Novel Cell-Type Probability Classifier Maps Pro-Tumor Neutrophil States

Neutrophils are best known as key defenders against infection, yet within tumors they can adopt contrasting roles that either promote or resist cancer progression. Their behavior varies widely, and determining which neutrophil states favor tumor growth has been a persistent technical problem. The difficulty arises because single‑cell RNA sequencing, the standard technology used to study cell states, reads gene transcripts one cell at a time—but neutrophils contain exceptionally low levels of RNA, making their transcriptional profiles hard to define.

To overcome this limitation, Mikaël Pittet and colleagues at Ludwig Lausanne developed a cell‑type probability classifier that can identify neutrophil states directly from raw sequencing data. By applying this computational tool to more than 190 human and murine tumors, including previously collected datasets, the team established a comprehensive view of tumor‑associated neutrophils (TANs). Their analysis revealed a consistent “aged” TAN population characterized by high expression of a protein called CCL3 across diverse tumor types.

“We found that tumors induce in neutrophils a genetic program that sets them on a trajectory of continuous maturation, culminating in a terminal ‘aged’ state characterized by high CCL3 expression,” said Pittet, senior author of the paper published in Cancer Cell. These CCL3^hi TANs occupy low‑oxygen regions of tumors and activate gene programs that enable them to adapt and sustain cancer cell survival.

The classifier’s ability to parse subtle transcriptional differences linked these CCL3^hi TANs to a conserved pro‑tumor gene expression profile previously associated with cancer progression. Functionally, the team showed that CCL3 activates its receptor CCR1 on the same neutrophils, reinforcing their aged state and supporting tumor growth. When mice lacked either CCL3 or CCR1 in their neutrophils, they no longer promoted tumor development, demonstrating that this signaling axis maintains the pro‑tumor TAN population.

“Our work establishes that tumors actively maintain pro‑tumor neutrophils through CCL3 and identifies these cells as a conserved and clinically relevant compartment of cells in the TME,” said Pittet.

By enabling accurate characterization of neutrophil subtypes, the cell‑type probability classifier addresses a key analytical gap in single‑cell studies. It also provides a framework for exploring other elusive immune cell populations whose gene expression patterns shape the tumor microenvironment and influence cancer outcomes.

▸ WHAT THE TASK ASKS: Reproduce, word for word, the part of the article on pro-tumor neutrophils that opens with the words containing "To overcome this" and closes with "diverse tumor types.". The records that come next are unrelated to the article on pro-tumor neutrophils.

▸ DATA SHOWN:
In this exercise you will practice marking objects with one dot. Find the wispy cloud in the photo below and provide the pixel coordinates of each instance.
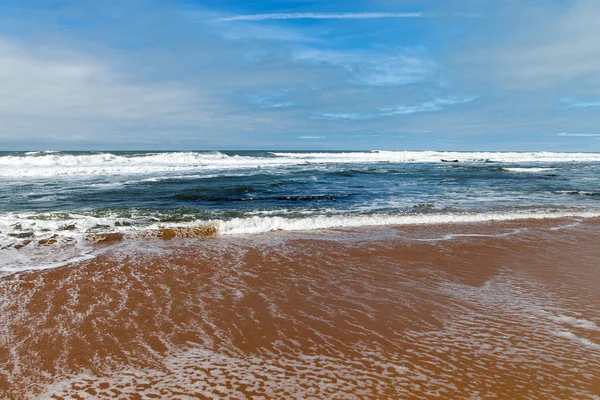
(429, 106)
(574, 103)
(397, 66)
(578, 134)
(279, 16)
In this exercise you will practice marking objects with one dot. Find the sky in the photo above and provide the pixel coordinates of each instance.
(498, 75)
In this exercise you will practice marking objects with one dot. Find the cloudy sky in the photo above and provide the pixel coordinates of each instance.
(301, 74)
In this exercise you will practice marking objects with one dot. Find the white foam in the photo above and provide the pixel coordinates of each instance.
(44, 165)
(576, 322)
(529, 169)
(69, 232)
(266, 224)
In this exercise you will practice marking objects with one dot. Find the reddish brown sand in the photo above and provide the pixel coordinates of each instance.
(503, 310)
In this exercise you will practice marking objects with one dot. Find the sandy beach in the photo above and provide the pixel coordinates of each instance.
(487, 310)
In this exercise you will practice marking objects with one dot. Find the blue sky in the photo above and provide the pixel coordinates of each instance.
(370, 74)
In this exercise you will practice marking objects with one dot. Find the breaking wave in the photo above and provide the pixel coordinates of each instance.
(53, 164)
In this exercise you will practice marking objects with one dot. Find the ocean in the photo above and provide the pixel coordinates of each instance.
(299, 275)
(55, 205)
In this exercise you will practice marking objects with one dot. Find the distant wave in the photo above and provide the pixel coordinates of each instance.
(44, 164)
(28, 240)
(528, 169)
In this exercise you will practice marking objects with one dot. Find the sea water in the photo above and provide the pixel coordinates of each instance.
(55, 205)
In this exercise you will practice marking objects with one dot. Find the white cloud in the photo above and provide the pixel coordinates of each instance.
(429, 106)
(548, 44)
(56, 83)
(574, 103)
(312, 137)
(394, 67)
(578, 134)
(280, 16)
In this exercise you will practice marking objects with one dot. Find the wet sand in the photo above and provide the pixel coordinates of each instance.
(490, 310)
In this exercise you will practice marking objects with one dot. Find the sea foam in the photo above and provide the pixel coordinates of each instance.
(44, 165)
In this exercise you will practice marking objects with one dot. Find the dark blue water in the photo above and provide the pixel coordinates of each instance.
(70, 195)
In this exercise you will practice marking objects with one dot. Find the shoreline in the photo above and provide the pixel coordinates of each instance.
(378, 312)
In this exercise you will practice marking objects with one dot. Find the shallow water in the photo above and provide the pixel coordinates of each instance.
(493, 309)
(54, 206)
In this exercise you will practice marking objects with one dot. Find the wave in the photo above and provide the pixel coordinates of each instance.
(256, 224)
(43, 164)
(528, 169)
(47, 241)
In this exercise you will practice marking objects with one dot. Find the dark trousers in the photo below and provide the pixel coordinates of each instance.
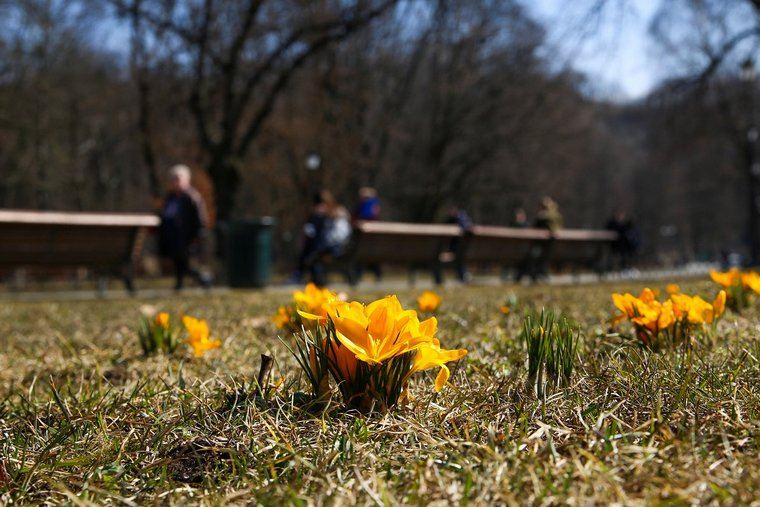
(182, 269)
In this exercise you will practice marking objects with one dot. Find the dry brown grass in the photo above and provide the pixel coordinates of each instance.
(84, 418)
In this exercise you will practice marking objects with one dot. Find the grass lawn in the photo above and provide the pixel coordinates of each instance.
(85, 418)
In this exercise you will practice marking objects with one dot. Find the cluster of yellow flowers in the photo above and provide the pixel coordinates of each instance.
(311, 300)
(739, 285)
(676, 318)
(371, 351)
(198, 336)
(159, 334)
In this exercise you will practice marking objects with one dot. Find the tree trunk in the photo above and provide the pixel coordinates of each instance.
(226, 178)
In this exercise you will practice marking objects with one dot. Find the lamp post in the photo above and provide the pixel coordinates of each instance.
(313, 162)
(752, 166)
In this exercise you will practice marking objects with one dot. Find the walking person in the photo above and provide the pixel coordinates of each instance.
(184, 222)
(536, 263)
(459, 216)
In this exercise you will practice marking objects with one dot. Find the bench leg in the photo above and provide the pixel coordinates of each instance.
(102, 285)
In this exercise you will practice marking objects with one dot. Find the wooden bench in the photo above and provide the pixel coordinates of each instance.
(427, 246)
(418, 246)
(518, 248)
(107, 243)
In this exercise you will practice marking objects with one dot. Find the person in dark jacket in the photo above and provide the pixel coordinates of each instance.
(184, 220)
(459, 216)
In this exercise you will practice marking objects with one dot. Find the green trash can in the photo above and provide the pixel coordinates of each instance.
(249, 252)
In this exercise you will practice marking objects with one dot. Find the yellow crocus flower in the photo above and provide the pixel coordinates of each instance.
(719, 304)
(378, 331)
(282, 317)
(162, 320)
(198, 336)
(431, 355)
(428, 301)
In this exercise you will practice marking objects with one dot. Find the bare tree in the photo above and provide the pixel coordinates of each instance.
(240, 56)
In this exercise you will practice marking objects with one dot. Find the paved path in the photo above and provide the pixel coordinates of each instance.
(387, 286)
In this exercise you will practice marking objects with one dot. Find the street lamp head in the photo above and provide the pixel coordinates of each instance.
(748, 69)
(313, 161)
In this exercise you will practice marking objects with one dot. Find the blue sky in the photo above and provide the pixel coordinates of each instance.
(615, 50)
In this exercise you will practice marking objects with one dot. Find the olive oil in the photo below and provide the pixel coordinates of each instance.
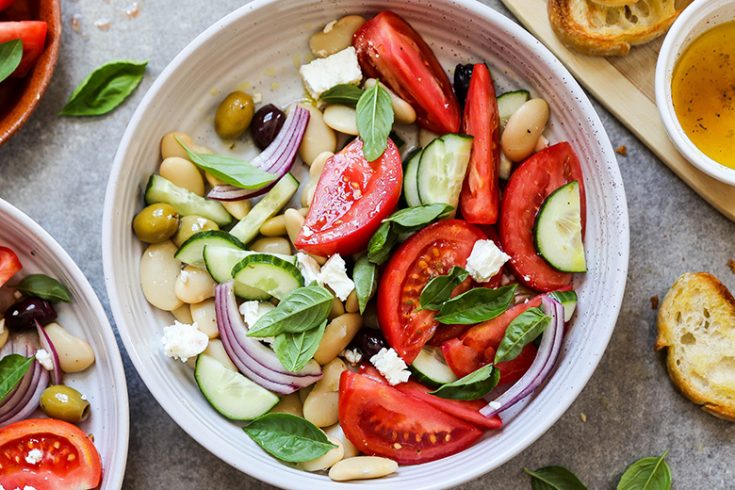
(703, 92)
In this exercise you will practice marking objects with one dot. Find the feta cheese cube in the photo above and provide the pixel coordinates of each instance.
(324, 73)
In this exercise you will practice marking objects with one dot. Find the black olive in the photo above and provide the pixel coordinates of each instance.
(22, 314)
(267, 122)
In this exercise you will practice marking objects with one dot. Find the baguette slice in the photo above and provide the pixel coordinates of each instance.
(607, 28)
(696, 324)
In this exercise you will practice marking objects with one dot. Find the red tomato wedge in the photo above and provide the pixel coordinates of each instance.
(69, 459)
(528, 187)
(431, 252)
(351, 199)
(479, 201)
(33, 35)
(9, 264)
(390, 49)
(380, 420)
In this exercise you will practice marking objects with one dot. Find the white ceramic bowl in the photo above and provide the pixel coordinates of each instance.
(104, 382)
(697, 18)
(263, 44)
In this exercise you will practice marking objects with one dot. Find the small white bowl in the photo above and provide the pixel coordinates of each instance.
(697, 18)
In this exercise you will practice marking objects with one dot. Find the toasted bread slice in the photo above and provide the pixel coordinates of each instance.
(607, 28)
(696, 324)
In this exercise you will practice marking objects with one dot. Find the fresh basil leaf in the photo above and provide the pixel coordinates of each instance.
(11, 52)
(44, 287)
(439, 289)
(365, 277)
(105, 88)
(343, 93)
(302, 309)
(554, 478)
(522, 331)
(652, 473)
(374, 121)
(288, 437)
(476, 305)
(12, 369)
(230, 169)
(472, 387)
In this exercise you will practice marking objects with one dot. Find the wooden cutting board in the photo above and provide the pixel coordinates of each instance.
(625, 86)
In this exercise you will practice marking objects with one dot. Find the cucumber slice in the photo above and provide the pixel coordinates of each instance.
(192, 250)
(430, 369)
(229, 392)
(442, 169)
(268, 273)
(185, 202)
(277, 197)
(558, 230)
(510, 102)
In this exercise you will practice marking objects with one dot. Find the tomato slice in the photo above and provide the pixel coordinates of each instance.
(69, 460)
(430, 252)
(380, 420)
(528, 187)
(9, 264)
(33, 35)
(480, 197)
(351, 198)
(390, 49)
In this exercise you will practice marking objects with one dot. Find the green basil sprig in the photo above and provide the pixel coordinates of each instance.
(44, 287)
(288, 437)
(374, 121)
(472, 387)
(522, 331)
(105, 88)
(11, 52)
(476, 305)
(302, 309)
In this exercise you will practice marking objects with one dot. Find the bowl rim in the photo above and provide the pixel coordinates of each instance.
(672, 48)
(197, 429)
(112, 476)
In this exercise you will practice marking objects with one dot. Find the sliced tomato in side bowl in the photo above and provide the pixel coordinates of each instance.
(351, 199)
(528, 187)
(69, 460)
(380, 420)
(390, 49)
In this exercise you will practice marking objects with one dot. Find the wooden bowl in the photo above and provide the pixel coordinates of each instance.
(24, 94)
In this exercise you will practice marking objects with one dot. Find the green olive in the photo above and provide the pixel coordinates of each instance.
(156, 223)
(233, 115)
(65, 403)
(191, 225)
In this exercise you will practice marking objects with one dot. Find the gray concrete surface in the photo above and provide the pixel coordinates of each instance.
(56, 170)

▸ FINAL ANSWER:
To overcome this limitation, Mikaël Pittet and colleagues at Ludwig Lausanne developed a cell‑type probability classifier that can identify neutrophil states directly from raw sequencing data. By applying this computational tool to more than 190 human and murine tumors, including previously collected datasets, the team established a comprehensive view of tumor‑associated neutrophils (TANs). Their analysis revealed a consistent “aged” TAN population characterized by high expression of a protein called CCL3 across diverse tumor types.